> [TASK INSTRUCTIONS]
Write the listing out again, exactly as it appears.

(INPUT RECORDS)

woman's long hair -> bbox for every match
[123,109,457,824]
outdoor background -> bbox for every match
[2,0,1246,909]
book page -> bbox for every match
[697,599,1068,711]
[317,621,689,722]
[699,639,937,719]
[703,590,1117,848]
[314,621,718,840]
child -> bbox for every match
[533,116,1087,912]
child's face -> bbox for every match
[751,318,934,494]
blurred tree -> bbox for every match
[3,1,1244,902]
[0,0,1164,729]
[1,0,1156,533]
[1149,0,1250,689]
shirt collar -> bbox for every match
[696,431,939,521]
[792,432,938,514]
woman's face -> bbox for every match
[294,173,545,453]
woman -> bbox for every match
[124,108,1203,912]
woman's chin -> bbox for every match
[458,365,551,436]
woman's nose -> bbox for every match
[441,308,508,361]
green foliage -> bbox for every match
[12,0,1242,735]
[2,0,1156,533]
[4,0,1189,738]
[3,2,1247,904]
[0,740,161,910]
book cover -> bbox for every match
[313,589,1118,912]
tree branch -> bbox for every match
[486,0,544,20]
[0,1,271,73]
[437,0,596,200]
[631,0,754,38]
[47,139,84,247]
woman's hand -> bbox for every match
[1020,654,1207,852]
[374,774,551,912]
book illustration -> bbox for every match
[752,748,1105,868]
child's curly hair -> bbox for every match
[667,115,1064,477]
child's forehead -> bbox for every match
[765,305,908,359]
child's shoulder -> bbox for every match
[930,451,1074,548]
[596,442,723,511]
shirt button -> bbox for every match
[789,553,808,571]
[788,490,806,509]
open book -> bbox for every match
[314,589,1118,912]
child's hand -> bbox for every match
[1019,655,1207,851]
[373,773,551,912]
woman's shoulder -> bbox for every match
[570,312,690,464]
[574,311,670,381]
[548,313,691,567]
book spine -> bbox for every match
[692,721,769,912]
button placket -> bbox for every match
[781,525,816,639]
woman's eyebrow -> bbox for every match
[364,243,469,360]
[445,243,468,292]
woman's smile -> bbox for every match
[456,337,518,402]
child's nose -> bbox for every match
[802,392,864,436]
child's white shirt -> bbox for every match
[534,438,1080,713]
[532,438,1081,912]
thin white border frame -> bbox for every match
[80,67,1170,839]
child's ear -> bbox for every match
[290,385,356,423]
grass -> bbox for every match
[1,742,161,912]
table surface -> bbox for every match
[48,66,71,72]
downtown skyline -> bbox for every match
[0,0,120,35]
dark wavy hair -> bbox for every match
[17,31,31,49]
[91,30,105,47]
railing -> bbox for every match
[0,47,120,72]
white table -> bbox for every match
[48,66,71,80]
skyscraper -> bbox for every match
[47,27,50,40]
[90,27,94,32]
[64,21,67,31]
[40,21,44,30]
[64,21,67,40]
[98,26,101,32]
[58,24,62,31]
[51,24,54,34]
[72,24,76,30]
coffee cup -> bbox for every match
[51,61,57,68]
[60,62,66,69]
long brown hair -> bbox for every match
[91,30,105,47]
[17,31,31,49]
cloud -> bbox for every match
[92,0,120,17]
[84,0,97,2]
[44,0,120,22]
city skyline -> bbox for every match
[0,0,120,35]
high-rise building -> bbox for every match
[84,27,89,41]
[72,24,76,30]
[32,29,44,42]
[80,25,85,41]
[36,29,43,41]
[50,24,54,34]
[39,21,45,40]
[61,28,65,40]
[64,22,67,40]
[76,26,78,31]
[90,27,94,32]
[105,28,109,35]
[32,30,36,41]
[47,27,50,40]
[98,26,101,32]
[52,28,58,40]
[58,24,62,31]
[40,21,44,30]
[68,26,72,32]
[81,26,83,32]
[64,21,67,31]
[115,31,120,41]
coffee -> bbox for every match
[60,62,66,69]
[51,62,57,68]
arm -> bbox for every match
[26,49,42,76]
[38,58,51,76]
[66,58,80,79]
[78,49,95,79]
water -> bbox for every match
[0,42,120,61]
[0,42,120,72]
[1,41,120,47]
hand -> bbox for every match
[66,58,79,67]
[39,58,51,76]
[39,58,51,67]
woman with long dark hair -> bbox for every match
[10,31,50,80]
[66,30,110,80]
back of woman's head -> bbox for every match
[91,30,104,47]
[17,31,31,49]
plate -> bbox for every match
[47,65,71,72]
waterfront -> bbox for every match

(End INPUT RECORDS)

> [TASK RESPONSE]
woman's long hair -> bbox for every match
[123,109,457,824]
outdoor background -> bbox for every match
[2,0,1246,909]
book page -> bbox for every match
[697,599,1068,711]
[317,621,689,722]
[699,639,937,719]
[703,590,1117,848]
[314,621,718,840]
child -> bbox for every match
[533,116,1087,912]
child's face -> bbox for every match
[751,318,934,494]
blurred tree -> bbox for every match
[3,1,1244,902]
[0,0,1164,729]
[1,0,1156,533]
[1149,0,1250,689]
shirt collar -> bbox for every match
[696,431,939,521]
[792,432,938,514]
woman's face -> bbox for every match
[294,173,545,453]
woman -> bbox for every match
[124,108,1203,912]
woman's chin -> bbox for every match
[458,365,551,436]
woman's nose -> bbox for every match
[441,308,508,361]
green foliage -> bbox for every match
[12,0,1242,735]
[2,0,1156,533]
[4,0,1189,738]
[3,2,1247,904]
[0,740,161,910]
book cover -> bbox for every match
[313,589,1118,912]
tree branch -> bbox for every match
[486,0,544,20]
[0,1,271,73]
[437,0,596,200]
[631,0,754,38]
[47,139,84,247]
woman's hand -> bbox for every match
[1020,654,1207,852]
[374,774,551,912]
book illustration -> bbox for every match
[752,748,1105,868]
child's curly hair -> bbox for every match
[667,115,1064,477]
child's forehead -> bbox for every match
[765,305,908,359]
child's shoulder -> bbox for every match
[930,451,1074,548]
[596,442,723,511]
shirt button -> bbox for every match
[789,553,808,571]
[788,490,806,509]
open book -> bbox for every match
[314,589,1118,912]
child's hand -> bbox for every match
[1019,655,1207,851]
[373,773,551,912]
woman's shoulder -> bbox for every match
[570,312,690,464]
[574,311,670,381]
[548,313,691,567]
book spine -> bbox for every match
[692,721,769,912]
button placket -> bbox for every match
[781,525,816,639]
woman's eyebrow -> bbox for every match
[364,243,469,360]
[445,243,468,292]
woman's smile -> bbox for every match
[456,337,518,402]
child's nose -> bbox for every match
[802,392,864,436]
child's white shirt -> bbox for every match
[534,438,1080,713]
[532,438,1081,912]
thin white border frame -> bbox for every match
[80,67,1170,839]
child's ear -> bbox for every match
[290,385,356,423]
grass -> bbox for every match
[1,742,161,912]
table surface -> bbox for every match
[48,66,71,72]
downtown skyline -> bbox for every match
[0,0,120,35]
dark wavy hair -> bbox for every match
[17,31,31,49]
[91,30,105,47]
railing -> bbox for every match
[0,47,120,72]
white table -> bbox for every match
[48,66,71,80]
skyscraper -> bbox for every match
[47,27,50,40]
[90,27,94,32]
[64,21,67,31]
[40,21,44,30]
[64,21,67,40]
[98,26,101,32]
[58,24,62,31]
[51,24,54,34]
[72,24,76,30]
coffee cup -> bbox for every match
[51,61,57,68]
[60,62,66,69]
long brown hair -> bbox for every match
[91,30,105,47]
[17,31,31,49]
cloud -> bbox for every match
[92,0,120,17]
[84,0,97,2]
[44,0,120,22]
city skyline -> bbox for every match
[0,0,120,35]
high-rise building -> bbox for every match
[84,27,89,41]
[72,24,76,30]
[32,29,44,42]
[80,25,85,41]
[36,29,43,41]
[50,24,54,34]
[39,21,45,40]
[61,28,65,40]
[64,22,67,40]
[76,26,78,31]
[90,27,94,32]
[105,28,109,35]
[32,30,36,41]
[47,27,50,40]
[98,26,101,32]
[52,28,58,40]
[58,24,62,31]
[40,21,44,30]
[68,26,72,32]
[81,26,83,32]
[64,21,67,31]
[115,31,120,41]
coffee -> bbox for every match
[60,62,66,69]
[51,62,57,68]
arm -> bbox for every match
[26,49,42,76]
[38,58,51,76]
[66,58,80,79]
[78,49,95,79]
water -> bbox for every match
[0,42,120,61]
[0,42,120,72]
[1,41,120,47]
hand -> bbox for every match
[66,58,79,67]
[39,58,51,76]
[39,58,51,67]
woman with long dark hair -> bbox for every match
[10,31,50,80]
[66,30,110,80]
back of woman's head -> bbox for every match
[91,30,104,47]
[17,31,31,49]
plate -> bbox for every match
[47,65,71,72]
waterfront -> bbox for every match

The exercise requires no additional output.